Aim
Please collect every line of the listing below that contains the word "tally", matching case exactly.

Items
========
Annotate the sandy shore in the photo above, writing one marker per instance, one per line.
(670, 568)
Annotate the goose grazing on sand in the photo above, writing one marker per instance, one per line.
========
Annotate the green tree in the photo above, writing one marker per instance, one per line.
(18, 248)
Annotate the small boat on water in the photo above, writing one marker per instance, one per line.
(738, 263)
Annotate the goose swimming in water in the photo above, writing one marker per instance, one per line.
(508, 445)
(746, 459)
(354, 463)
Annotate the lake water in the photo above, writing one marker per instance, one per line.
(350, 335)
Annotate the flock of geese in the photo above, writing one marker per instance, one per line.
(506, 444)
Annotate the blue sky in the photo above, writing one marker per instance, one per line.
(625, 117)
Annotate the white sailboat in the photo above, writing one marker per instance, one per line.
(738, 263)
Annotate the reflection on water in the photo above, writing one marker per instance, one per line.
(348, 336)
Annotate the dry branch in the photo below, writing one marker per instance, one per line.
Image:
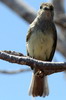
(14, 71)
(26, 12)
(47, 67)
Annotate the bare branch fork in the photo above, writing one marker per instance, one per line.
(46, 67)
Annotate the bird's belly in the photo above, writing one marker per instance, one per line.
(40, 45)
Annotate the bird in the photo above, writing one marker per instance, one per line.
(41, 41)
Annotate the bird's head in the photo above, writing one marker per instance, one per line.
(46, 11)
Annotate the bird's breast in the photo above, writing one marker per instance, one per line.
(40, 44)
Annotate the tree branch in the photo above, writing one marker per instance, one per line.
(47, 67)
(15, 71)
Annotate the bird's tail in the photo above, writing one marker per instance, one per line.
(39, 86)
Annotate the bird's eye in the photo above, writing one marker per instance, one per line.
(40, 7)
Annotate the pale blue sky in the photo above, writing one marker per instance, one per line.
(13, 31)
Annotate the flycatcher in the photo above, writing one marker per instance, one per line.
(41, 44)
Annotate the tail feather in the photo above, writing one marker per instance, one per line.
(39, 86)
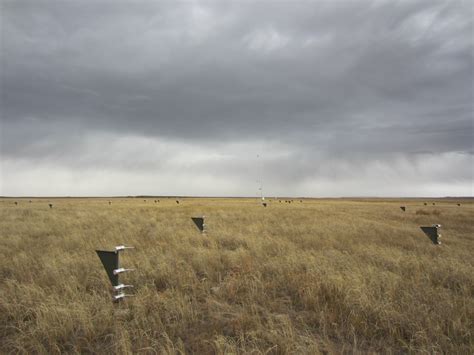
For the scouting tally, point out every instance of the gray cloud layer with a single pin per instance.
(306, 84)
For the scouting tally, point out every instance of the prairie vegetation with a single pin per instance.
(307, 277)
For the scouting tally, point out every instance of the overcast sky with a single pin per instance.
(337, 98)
========
The reply
For the scouting tally, point out every instance of the gray cloud layer with a single pin per instance.
For the scouting tally, point out every instance of the prairie vegetation with a single pin per instance.
For the scouting tally, point out every instance of the overcast sky with a single pin per instance.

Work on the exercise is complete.